[Start Input for this task]

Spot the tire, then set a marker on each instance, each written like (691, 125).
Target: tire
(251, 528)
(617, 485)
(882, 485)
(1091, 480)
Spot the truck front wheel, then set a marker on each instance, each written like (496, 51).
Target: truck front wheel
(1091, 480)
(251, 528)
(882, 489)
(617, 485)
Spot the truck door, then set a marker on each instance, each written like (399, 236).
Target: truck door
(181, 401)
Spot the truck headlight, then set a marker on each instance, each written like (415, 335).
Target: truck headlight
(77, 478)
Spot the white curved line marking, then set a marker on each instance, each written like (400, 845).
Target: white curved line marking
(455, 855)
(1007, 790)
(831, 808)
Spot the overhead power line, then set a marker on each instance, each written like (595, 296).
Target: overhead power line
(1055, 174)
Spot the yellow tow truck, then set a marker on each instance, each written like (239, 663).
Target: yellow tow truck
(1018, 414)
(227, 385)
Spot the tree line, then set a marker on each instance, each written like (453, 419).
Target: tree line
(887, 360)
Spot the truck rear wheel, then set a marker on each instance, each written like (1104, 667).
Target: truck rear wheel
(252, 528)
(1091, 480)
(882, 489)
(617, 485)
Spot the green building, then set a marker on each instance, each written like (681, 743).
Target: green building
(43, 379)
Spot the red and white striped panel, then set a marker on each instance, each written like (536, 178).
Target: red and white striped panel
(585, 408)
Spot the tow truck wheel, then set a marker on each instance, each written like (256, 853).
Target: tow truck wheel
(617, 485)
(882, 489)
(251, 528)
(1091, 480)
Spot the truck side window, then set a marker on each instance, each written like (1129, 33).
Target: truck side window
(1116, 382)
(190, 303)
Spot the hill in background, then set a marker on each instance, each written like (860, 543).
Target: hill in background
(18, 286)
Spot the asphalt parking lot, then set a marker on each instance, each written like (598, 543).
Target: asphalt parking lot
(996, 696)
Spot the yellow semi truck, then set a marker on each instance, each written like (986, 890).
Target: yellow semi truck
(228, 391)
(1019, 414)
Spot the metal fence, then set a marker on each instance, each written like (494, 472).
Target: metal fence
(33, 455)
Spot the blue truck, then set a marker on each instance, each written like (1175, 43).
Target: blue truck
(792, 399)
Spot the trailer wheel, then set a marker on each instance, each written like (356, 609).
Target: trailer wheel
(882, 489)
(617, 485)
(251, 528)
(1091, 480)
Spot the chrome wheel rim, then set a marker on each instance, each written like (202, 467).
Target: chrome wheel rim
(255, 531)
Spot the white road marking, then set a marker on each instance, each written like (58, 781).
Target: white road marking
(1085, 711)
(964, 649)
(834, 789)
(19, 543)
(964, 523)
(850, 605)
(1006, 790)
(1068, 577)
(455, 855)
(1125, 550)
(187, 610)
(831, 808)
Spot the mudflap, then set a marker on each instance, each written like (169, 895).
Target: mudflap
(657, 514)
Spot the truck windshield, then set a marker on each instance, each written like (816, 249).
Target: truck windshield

[End Input for this task]

Copy the material exactly, starting with the line that contains "Spot the truck side" and continuing through the end of the material, including both of those end lines.

Spot the truck side window, then set a marker on each instance, each written like (1129, 33).
Target: truck side window
(1116, 382)
(190, 303)
Spot the hill in background, then set a marker on each instance, each written like (860, 543).
Target: hill in background
(18, 286)
Spot the asphalt parking lot, then set a marker on each instance, each written like (598, 543).
Target: asphalt parking lot
(996, 696)
Spot the yellow semi truck, then set a marker on each instance, each written like (986, 890).
Target: yellow semi truck
(228, 391)
(1019, 414)
Spot the metal fence, then set a marker on each instance, each written like (494, 472).
Target: metal fence
(33, 455)
Spot the blue truck, then set a marker on each instance, each written like (1175, 43).
Target: blue truck
(792, 399)
Spot the trailer wheel, then set a marker on each instance, each written like (356, 609).
Target: trailer wheel
(882, 489)
(617, 485)
(251, 528)
(1091, 480)
Spot the chrome wheel rim, then set a marker on each instance, each written like (202, 467).
Target: chrome wheel rim
(255, 531)
Spot the white road marking, then set a marker on each instance, each written like (58, 781).
Target: white road marking
(1085, 711)
(964, 649)
(834, 789)
(19, 543)
(964, 523)
(850, 605)
(1006, 790)
(1068, 577)
(455, 855)
(1125, 550)
(187, 610)
(831, 808)
Spot the mudflap, then set a marker on each instance, each written like (169, 895).
Target: mudflap
(657, 514)
Spot the truck windshield, then set a marker on each instance, each written like (816, 249).
Target: truck windshield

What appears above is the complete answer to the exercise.